** STORED DATA follows **

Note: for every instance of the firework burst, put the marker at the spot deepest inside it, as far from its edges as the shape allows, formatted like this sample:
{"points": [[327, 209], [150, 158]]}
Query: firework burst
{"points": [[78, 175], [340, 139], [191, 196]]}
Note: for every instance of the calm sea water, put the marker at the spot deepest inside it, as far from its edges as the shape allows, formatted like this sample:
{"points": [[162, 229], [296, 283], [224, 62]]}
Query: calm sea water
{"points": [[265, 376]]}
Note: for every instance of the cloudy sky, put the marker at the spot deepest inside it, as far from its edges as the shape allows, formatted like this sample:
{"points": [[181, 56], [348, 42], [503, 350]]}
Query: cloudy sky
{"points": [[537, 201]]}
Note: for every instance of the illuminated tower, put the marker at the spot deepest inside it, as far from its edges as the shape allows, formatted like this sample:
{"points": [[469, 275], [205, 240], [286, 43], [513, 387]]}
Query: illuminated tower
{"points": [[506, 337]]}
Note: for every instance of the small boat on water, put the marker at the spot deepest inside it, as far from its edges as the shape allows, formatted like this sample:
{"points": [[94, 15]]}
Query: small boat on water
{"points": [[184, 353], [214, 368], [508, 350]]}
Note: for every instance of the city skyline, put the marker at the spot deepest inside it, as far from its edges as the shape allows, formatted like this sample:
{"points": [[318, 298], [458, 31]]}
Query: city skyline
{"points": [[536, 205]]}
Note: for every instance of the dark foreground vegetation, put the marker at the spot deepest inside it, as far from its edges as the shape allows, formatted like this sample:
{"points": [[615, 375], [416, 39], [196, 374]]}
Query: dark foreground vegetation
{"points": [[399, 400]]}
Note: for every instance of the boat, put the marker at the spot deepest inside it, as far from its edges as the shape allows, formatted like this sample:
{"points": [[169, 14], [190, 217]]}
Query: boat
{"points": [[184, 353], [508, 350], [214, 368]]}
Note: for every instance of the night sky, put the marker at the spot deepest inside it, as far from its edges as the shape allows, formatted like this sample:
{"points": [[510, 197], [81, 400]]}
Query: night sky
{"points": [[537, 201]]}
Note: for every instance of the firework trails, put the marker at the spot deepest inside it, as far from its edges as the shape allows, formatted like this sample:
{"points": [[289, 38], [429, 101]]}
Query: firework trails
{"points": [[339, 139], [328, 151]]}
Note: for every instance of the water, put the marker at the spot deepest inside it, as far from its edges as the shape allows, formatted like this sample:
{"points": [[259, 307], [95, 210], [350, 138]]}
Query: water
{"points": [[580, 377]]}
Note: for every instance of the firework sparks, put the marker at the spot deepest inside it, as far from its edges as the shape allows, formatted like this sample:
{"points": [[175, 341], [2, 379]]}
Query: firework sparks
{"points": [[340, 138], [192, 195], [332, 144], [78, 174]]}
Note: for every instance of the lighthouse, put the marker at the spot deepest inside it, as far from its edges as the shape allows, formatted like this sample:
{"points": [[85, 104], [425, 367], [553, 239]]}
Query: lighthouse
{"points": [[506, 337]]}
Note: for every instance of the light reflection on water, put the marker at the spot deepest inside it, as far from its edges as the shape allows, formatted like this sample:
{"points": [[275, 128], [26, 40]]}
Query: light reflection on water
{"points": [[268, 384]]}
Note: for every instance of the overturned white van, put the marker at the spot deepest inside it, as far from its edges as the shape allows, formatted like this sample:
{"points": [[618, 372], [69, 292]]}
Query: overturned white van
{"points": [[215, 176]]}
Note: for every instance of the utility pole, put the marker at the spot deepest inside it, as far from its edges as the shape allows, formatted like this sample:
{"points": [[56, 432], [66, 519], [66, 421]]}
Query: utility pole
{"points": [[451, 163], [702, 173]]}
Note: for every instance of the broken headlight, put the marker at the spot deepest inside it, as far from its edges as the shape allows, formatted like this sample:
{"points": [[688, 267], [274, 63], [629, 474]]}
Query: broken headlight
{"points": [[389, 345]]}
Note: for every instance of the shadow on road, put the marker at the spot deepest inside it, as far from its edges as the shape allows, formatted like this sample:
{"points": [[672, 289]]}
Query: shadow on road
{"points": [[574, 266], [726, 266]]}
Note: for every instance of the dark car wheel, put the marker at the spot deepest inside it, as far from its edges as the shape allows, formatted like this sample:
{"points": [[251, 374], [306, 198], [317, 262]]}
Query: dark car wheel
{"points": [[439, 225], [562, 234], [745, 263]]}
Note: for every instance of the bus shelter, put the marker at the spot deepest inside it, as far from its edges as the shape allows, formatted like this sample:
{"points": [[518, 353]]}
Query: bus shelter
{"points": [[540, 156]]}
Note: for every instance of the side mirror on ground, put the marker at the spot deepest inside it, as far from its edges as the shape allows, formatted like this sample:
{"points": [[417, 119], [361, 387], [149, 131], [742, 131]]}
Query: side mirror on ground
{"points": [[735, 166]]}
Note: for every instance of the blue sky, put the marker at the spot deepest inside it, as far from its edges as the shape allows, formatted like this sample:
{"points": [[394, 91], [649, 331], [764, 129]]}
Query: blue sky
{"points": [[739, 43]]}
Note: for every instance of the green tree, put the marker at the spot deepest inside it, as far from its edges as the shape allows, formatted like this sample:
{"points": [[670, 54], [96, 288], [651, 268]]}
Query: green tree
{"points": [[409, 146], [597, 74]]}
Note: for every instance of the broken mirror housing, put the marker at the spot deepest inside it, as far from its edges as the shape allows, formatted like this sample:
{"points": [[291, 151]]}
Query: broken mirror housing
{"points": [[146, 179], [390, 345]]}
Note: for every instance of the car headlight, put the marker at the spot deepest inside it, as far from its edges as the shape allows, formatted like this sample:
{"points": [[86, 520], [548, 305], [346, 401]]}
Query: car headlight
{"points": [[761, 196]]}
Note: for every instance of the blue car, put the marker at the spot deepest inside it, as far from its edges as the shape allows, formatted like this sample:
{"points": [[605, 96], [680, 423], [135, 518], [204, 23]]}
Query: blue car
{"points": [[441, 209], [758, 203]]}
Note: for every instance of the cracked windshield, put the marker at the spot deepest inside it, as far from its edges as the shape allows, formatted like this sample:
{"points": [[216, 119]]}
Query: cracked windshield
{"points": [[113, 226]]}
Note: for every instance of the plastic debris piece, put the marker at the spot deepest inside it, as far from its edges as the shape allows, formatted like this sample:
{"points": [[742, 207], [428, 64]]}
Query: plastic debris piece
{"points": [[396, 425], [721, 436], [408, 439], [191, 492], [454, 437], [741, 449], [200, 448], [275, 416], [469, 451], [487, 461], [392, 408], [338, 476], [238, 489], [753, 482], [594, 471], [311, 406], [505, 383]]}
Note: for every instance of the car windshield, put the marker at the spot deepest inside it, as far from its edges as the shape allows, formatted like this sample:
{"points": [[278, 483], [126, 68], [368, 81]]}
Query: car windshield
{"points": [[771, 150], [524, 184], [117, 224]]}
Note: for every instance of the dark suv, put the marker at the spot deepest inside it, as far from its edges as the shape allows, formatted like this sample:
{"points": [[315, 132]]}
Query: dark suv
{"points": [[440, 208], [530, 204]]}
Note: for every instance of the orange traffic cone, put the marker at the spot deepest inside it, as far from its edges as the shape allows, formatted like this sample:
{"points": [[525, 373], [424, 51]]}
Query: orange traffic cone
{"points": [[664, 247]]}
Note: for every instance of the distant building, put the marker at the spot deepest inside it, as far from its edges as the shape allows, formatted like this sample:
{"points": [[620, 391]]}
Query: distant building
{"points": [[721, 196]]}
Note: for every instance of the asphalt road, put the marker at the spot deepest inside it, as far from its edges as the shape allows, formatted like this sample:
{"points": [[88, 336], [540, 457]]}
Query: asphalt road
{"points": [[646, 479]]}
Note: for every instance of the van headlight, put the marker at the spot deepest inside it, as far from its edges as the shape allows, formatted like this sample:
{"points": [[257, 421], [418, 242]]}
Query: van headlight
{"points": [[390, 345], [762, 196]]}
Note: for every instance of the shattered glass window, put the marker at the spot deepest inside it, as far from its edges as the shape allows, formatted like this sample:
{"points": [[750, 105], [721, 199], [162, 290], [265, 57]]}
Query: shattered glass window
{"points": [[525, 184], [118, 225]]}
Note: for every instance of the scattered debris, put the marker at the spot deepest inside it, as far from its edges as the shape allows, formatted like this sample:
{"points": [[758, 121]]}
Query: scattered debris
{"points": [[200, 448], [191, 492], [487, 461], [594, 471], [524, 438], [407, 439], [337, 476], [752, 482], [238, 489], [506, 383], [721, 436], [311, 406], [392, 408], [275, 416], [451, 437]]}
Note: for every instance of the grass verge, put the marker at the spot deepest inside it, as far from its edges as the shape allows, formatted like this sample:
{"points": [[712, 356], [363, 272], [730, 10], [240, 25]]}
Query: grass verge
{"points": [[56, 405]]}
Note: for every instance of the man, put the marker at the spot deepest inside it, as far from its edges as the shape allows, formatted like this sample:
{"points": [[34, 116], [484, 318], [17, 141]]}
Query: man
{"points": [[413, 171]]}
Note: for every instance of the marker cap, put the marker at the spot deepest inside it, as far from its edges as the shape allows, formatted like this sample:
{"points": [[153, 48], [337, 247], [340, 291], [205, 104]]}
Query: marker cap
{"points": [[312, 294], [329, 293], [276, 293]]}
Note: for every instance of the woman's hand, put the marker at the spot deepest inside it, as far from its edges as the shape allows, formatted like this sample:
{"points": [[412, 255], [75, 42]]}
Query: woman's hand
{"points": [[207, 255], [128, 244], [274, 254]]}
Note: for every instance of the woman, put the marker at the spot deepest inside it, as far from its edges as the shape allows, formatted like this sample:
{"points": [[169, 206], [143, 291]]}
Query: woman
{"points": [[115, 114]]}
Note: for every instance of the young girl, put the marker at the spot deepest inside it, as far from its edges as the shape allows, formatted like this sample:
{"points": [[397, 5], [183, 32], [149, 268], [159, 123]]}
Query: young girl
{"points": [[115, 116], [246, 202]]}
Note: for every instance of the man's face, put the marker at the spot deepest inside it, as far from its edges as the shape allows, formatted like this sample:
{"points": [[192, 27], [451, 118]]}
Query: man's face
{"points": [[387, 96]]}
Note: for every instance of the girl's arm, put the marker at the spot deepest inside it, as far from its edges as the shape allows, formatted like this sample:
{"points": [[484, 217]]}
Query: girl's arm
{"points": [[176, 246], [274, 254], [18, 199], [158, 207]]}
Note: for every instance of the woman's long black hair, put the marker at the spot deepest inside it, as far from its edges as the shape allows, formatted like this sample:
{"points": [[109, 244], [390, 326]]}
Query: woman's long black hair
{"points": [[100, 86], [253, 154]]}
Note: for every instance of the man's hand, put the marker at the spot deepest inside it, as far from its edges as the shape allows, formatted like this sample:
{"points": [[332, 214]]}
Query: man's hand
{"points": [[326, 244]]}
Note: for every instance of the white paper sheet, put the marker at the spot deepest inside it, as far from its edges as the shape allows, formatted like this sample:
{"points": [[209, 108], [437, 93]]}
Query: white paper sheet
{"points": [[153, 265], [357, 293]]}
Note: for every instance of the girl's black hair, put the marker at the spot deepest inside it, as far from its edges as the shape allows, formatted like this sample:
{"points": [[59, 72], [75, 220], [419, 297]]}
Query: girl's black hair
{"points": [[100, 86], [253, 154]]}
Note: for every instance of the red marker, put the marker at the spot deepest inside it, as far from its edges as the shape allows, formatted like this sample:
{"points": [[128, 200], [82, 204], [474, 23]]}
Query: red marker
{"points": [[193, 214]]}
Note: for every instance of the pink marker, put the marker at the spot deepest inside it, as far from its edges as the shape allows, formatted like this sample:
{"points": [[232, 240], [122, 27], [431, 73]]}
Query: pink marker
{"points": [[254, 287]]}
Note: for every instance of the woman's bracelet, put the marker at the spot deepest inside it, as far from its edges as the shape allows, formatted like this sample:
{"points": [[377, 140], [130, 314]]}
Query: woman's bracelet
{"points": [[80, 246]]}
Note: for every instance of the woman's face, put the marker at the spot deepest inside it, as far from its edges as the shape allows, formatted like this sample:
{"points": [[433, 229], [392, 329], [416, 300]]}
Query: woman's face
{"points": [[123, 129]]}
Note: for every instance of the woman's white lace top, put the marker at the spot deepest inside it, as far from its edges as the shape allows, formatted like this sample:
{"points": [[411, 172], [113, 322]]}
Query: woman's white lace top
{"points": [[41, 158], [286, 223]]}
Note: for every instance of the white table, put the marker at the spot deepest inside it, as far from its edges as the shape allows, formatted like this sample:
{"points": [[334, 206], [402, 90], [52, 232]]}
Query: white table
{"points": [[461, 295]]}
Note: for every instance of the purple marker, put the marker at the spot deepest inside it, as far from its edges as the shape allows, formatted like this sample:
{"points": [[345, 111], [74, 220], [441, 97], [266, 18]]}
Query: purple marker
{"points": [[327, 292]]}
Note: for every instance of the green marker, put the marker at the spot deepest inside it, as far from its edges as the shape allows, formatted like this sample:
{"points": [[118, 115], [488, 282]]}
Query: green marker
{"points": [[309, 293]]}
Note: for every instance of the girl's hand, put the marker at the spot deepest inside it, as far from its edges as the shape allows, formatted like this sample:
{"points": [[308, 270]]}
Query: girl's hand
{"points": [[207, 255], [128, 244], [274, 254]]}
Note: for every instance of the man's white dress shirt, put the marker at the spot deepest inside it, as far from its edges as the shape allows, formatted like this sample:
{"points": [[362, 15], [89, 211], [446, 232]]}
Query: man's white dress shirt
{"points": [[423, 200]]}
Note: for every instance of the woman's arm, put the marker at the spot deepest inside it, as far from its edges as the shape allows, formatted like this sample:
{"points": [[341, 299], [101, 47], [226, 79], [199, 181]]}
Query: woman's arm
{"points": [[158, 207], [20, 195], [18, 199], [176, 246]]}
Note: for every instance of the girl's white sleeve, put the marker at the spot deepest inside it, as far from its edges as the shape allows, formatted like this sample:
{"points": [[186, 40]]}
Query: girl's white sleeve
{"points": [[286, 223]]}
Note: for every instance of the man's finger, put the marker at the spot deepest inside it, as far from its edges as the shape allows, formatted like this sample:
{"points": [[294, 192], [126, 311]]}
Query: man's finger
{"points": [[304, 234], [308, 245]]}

** End of STORED DATA **

▸ EXERCISE AIM
Please reproduce exactly the lines in the listing above from the one containing "Note: for every instance of the girl's black" through the one containing "Note: for every instance of the pink", both included, and nothing more.

▸ FINISHED TASK
Note: for every instance of the girl's black hair, put the marker at the spot deepest inside it, as far from its edges as the shape allows, formatted like this sample:
{"points": [[59, 72], [75, 220], [419, 297]]}
Query: girl's black hair
{"points": [[100, 86], [253, 154]]}
Note: for every instance of the red marker, put the marker at the spot deepest inside it, as far from its edges as the shape allows, formatted like this sample:
{"points": [[128, 200], [82, 204], [474, 23]]}
Query: red marker
{"points": [[193, 214]]}
Note: for every instance of the pink marker, put the marker at the spot deepest inside it, as far from its edges as the shape allows, formatted like this sample:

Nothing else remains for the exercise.